[Saved data entries]

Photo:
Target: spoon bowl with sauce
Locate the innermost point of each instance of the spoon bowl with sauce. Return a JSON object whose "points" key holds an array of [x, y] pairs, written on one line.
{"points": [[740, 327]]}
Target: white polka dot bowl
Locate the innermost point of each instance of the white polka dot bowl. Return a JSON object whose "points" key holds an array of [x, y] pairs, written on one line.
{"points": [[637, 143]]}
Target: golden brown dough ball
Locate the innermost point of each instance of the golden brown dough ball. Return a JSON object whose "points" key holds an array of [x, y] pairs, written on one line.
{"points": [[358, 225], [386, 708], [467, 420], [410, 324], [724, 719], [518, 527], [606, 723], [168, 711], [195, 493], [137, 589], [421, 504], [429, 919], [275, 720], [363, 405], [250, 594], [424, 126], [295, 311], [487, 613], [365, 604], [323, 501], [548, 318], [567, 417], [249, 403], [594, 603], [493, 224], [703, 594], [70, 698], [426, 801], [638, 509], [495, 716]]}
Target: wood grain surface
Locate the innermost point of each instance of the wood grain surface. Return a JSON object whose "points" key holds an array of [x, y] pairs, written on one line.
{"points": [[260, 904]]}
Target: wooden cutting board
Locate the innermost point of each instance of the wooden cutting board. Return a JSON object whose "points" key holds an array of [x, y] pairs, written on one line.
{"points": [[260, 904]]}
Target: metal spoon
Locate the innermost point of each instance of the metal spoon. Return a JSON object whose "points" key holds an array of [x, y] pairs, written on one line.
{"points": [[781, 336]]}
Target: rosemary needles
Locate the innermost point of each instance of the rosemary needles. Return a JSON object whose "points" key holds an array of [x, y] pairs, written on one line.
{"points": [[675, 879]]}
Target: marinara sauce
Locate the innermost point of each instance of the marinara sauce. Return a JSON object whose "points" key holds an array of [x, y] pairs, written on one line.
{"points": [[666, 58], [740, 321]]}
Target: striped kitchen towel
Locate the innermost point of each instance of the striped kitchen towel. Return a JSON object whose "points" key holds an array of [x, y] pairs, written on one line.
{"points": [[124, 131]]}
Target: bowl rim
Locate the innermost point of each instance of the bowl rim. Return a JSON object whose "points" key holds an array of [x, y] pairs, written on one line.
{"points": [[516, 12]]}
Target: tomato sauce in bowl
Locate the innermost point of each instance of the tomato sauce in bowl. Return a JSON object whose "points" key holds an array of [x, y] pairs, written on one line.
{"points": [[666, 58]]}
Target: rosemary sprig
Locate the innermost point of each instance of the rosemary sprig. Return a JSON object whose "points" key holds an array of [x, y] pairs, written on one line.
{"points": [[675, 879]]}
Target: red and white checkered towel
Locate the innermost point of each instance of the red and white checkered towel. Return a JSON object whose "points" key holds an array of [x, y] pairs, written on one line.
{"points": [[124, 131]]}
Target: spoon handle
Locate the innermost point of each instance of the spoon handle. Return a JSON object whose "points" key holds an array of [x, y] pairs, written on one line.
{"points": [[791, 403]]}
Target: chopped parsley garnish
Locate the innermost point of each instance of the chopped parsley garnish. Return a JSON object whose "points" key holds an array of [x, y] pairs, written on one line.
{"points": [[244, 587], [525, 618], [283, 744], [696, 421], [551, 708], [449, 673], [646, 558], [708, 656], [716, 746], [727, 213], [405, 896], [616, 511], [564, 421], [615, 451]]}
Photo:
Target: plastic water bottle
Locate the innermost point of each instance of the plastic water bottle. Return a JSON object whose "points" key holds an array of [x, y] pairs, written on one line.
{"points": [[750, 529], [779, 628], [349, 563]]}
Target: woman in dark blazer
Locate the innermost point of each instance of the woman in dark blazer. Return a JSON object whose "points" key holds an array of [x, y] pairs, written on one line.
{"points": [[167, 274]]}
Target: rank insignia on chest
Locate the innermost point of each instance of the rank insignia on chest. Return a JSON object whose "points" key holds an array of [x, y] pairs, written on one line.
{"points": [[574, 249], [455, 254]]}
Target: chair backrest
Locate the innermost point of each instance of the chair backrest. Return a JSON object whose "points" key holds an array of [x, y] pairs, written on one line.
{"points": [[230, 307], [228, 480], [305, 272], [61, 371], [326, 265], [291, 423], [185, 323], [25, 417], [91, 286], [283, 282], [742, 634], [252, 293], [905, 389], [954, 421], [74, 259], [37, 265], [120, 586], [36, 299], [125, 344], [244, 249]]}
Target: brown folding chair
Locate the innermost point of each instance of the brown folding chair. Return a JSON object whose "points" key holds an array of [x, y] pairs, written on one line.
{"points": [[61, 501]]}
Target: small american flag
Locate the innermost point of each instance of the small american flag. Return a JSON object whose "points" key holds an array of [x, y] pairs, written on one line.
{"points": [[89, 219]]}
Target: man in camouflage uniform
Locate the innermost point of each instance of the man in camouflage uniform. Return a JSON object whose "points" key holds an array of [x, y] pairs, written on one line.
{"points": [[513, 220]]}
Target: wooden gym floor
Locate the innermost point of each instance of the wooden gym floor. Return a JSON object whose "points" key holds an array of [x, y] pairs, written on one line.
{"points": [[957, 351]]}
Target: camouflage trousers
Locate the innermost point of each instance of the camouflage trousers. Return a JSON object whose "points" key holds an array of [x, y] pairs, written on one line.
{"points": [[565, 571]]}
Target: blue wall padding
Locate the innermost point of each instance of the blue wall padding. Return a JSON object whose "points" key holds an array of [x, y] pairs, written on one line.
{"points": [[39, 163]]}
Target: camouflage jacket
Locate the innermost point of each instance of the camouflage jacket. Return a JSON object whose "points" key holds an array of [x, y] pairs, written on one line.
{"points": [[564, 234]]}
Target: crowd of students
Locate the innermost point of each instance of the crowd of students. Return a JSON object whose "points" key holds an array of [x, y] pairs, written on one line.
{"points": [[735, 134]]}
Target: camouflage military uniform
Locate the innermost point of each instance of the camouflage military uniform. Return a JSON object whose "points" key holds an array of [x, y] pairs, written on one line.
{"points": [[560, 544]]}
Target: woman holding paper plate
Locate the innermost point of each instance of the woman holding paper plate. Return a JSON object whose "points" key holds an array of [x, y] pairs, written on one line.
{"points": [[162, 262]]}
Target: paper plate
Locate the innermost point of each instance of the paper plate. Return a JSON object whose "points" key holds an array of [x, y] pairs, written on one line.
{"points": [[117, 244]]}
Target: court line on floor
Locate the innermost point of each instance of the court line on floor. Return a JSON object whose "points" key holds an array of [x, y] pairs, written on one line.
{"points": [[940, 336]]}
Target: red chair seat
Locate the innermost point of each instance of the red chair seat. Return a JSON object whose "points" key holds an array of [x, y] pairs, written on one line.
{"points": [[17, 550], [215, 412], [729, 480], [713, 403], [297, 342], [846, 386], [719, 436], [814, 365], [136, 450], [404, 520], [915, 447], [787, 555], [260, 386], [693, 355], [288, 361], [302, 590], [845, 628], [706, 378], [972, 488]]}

* * *

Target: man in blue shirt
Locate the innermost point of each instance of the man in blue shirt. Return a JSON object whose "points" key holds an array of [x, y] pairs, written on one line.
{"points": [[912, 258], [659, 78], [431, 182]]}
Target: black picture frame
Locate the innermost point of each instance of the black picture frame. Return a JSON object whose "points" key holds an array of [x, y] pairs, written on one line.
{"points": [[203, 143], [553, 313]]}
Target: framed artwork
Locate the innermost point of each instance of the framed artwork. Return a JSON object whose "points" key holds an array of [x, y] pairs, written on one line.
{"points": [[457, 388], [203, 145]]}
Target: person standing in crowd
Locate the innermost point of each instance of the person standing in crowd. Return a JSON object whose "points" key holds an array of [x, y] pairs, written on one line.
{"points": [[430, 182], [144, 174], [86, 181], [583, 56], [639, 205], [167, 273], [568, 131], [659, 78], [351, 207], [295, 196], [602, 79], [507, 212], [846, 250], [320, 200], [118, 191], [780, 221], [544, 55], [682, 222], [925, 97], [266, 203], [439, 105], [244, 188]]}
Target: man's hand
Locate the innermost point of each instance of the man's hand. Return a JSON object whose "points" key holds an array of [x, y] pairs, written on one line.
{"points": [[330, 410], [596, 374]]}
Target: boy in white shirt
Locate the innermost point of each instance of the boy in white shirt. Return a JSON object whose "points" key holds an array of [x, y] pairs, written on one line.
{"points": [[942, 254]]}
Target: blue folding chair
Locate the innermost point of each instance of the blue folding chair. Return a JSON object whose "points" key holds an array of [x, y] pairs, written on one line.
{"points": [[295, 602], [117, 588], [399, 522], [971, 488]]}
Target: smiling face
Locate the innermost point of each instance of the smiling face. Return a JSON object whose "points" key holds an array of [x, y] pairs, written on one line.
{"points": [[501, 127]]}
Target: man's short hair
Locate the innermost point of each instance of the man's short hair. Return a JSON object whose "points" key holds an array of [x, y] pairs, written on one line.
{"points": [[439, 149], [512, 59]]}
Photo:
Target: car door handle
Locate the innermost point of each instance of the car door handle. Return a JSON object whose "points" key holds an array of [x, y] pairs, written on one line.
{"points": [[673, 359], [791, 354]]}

→ Requirements
Which lines of the rows contain the string "checkered"? Gather every one of them, treating uppercase and lowercase as different.

→ Answer for the task
Target: red and white checkered towel
Locate the innermost point of each instance of the red and white checkered towel. Return a JSON object whose "points" key holds an array of [x, y] pairs, written on one line.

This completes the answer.